● What you need to do
1 > In the mailing-list thread, what does the pacman package install that the sf package does not need in order to run?
2 > Reproduce the part of the mailing-list thread starting at "[R-sig-Geo] Point Interpolation" and ending at "request for assistance.".
3 > Translate this sentence from the mailing-list thread into French: "Build from simple steps, steps that you know how to explain to yourself and (if you also teach) to students or to your research collaborators."

● Passage shown
========
[R-sig-Geo] Point Interpolation and Analysis

Tue Mar 15 16:18:59 CET 2022

Hello sir

Thank you for your detailed email and yes this clarifies alot of things. I
hope to learn by building slowly but accurately.

I will try to write new code following the latest information provide by R
&Cran documentation and if I get stuck would request for assistance.

Thanks for the comments and hope to improve from there.

Yours faithfully
Sownalc

On Tue, Mar 15, 2022, 23:14 Roger Bivand <Roger.Bivand using nhh.no> wrote:

> On Tue, 15 Mar 2022, sownal chand wrote:
>
> > Hello Sir/madam,
> >
> > I have been trying to interpolate this data and make an animation by
> > following the codes given by Devan using Dr Timo's Dialect analysis in
> > Germany,
> >
> https://github.com/devanmcg/IntroRangeR/blob/master/12_RasGIS/Interpolation.R
> > .
> > Is there a way in which these code could be used for Mapping in
> > Pacific Region. Below is the edited version with errors
>
> Please never use any code just "found" on the internet. This code seems to
> be part of a course written partly in 2018, here from 2020. Lots of
> packages have changed in the years that have passed, especially with
> regard to coordinate reference systems and their representation. Never use
> a package (pacman) that does things you do not control (here it will
> install lots of tidyverse packages that are not needed for the essential
> sf package to run).
>
> Do not use pipes %>% unless you are sure that all of the steps are
> correct; take everything in the smallest possible steps and check the
> intermediate output after each step. Build from simple steps, steps that
> you know how to explain to yourself and (if you also teach) to students or
> to your research collaborators. In that way you base your work not on
> possibly outdated code found somewhere, but on your own understanding. Try
> to avoid overwriting objects - if you use pipes and overwrite the input
> object, it is really hard to find out where things went wrong.
>
> One remark - if the code you are looking at is tested often, like the
> examples on the help pages of functions, methods and datasets in CRAN
> packages, you are on safer ground. If the code has never been re-run even
> on its own data, new versions of R and the packages used may change the
> results - this applies in particular to tidyverse packages, which are
> often updated.
========
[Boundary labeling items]

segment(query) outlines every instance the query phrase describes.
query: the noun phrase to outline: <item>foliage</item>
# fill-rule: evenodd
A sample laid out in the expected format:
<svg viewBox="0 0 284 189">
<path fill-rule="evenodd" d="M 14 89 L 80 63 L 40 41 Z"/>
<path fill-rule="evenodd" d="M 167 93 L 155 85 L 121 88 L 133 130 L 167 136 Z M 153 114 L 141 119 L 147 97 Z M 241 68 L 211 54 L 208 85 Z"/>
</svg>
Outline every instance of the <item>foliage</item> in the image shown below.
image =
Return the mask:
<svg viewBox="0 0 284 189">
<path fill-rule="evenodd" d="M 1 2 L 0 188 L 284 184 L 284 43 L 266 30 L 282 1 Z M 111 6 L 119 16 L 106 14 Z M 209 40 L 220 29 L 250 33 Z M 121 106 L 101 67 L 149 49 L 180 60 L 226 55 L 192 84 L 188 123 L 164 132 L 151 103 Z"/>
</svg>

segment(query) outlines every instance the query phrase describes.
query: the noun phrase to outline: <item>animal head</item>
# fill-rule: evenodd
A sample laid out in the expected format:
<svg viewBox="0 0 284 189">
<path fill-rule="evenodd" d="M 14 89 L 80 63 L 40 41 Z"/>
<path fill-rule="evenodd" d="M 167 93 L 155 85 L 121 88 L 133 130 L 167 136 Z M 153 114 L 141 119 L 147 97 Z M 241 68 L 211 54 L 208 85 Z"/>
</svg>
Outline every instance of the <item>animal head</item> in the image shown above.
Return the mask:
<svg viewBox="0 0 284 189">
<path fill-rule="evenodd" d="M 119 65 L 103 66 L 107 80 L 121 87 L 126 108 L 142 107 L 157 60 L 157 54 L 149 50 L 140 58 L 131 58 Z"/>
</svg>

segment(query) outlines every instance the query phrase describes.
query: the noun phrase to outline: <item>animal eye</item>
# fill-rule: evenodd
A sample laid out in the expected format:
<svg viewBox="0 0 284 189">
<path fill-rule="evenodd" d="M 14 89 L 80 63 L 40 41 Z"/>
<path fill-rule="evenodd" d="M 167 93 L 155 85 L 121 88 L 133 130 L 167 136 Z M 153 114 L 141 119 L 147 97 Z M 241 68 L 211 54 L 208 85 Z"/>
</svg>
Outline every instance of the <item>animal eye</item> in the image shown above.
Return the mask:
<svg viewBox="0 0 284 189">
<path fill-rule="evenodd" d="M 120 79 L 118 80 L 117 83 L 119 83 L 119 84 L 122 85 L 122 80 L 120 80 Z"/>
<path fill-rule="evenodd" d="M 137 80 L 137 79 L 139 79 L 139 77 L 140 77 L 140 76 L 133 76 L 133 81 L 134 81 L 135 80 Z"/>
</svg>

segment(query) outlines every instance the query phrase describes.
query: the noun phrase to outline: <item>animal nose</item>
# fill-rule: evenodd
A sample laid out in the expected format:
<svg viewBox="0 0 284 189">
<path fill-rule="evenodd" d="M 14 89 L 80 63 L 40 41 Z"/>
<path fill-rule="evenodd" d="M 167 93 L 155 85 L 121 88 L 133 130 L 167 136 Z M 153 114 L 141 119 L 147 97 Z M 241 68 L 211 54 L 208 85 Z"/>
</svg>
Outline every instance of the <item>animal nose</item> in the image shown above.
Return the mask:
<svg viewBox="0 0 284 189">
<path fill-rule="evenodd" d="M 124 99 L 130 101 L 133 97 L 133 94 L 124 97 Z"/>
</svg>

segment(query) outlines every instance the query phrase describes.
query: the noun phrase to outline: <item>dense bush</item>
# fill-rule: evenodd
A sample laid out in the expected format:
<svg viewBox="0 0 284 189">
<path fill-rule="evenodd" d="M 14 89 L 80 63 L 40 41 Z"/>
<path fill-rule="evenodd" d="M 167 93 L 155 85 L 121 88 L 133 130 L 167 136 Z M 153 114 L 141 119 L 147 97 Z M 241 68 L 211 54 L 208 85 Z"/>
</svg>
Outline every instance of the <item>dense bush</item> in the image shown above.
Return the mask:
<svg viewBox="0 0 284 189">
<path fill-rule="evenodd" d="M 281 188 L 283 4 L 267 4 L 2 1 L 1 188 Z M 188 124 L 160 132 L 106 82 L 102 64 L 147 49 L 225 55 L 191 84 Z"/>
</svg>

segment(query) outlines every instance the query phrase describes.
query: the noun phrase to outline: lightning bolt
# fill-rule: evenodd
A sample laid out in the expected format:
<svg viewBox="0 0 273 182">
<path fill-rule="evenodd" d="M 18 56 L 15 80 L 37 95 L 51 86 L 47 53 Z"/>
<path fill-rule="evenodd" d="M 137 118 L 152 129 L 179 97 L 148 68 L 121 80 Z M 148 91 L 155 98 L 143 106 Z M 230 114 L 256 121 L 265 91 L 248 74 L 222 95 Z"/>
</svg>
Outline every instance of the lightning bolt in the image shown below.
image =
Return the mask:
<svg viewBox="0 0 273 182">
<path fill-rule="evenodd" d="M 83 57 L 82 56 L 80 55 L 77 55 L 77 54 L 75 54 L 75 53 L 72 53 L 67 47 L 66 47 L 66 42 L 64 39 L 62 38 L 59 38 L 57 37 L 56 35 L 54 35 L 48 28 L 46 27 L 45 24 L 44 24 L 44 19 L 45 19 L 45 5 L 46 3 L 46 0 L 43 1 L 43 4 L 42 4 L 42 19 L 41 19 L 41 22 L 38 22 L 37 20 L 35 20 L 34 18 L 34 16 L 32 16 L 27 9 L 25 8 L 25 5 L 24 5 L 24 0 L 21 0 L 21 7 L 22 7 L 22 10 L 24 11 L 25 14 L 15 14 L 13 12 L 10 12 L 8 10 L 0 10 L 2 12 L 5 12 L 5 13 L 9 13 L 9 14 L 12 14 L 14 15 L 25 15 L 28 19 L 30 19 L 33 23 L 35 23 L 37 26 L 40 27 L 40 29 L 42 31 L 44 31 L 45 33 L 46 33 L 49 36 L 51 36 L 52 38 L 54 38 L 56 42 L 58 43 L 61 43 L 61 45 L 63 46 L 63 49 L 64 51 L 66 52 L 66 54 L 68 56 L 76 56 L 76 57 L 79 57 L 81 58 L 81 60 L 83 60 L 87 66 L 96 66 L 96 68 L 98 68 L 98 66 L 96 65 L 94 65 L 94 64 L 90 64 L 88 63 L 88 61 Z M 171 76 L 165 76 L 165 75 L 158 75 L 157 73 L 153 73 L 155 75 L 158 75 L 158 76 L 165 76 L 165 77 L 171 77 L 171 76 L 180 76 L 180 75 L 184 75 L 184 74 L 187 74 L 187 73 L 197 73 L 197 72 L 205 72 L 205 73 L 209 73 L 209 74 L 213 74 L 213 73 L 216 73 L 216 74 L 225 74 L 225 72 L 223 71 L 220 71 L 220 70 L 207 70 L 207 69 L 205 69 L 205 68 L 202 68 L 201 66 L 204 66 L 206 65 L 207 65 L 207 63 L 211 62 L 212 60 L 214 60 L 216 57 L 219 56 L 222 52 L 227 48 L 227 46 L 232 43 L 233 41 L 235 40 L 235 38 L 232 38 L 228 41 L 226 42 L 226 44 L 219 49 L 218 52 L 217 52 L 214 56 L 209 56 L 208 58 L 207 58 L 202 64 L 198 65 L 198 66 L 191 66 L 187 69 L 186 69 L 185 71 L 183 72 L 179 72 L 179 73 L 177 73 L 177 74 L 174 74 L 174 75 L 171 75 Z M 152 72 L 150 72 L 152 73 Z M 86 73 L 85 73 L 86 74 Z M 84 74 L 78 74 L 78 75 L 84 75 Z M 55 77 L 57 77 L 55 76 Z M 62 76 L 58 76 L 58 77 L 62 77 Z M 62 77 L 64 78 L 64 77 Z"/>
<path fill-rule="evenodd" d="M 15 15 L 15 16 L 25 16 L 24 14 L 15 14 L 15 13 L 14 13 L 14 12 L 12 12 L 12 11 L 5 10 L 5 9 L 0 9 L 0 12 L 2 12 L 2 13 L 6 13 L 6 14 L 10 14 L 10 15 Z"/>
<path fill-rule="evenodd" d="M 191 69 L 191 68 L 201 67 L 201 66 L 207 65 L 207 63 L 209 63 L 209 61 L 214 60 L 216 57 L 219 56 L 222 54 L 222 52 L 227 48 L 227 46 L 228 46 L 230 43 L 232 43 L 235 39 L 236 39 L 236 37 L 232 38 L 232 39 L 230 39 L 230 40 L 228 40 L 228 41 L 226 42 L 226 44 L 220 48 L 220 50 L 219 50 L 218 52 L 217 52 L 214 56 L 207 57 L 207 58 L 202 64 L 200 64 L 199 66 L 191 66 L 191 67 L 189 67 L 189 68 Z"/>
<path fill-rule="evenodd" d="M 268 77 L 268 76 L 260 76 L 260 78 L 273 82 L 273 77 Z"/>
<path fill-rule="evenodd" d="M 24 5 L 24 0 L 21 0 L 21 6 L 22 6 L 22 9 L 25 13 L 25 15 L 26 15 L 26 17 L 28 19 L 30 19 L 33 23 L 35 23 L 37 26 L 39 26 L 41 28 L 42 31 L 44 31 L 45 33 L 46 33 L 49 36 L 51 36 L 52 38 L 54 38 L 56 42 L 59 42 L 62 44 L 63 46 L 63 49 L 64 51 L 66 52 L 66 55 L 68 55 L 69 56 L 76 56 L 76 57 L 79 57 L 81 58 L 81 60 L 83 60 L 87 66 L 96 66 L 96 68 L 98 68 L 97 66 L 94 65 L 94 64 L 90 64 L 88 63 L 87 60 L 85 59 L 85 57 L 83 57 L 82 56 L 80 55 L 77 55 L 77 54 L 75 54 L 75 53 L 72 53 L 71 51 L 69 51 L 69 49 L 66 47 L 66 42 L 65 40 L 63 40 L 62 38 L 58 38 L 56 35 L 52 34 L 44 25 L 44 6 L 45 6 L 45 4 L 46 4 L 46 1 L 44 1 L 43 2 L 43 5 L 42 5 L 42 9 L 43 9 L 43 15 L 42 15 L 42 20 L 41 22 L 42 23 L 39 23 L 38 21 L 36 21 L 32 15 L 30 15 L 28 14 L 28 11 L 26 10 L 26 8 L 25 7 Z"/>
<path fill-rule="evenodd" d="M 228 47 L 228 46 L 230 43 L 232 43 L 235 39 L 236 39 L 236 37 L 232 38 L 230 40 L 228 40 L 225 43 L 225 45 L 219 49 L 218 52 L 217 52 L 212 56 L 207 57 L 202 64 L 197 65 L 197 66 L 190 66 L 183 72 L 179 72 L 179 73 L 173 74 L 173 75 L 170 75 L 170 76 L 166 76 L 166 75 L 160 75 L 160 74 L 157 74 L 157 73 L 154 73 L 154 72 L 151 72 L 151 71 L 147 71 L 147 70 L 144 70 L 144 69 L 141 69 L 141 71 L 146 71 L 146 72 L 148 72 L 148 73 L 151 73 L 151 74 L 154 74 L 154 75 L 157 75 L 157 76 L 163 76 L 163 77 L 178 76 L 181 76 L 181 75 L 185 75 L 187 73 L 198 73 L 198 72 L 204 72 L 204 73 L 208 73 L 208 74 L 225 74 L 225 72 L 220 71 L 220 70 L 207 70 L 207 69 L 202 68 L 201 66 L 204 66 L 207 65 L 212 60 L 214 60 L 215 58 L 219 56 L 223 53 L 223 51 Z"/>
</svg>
========
● Answers given
1 > Lots of tidyverse packages.

2 >
[R-sig-Geo] Point Interpolation and Analysis

Tue Mar 15 16:18:59 CET 2022

Hello sir

Thank you for your detailed email and yes this clarifies alot of things. I
hope to learn by building slowly but accurately.

I will try to write new code following the latest information provide by R
&Cran documentation and if I get stuck would request for assistance.

3 > Construisez à partir d'étapes simples, d'étapes que vous savez vous expliquer à vous-même et (si vous enseignez aussi) à des étudiants ou à vos collaborateurs de recherche.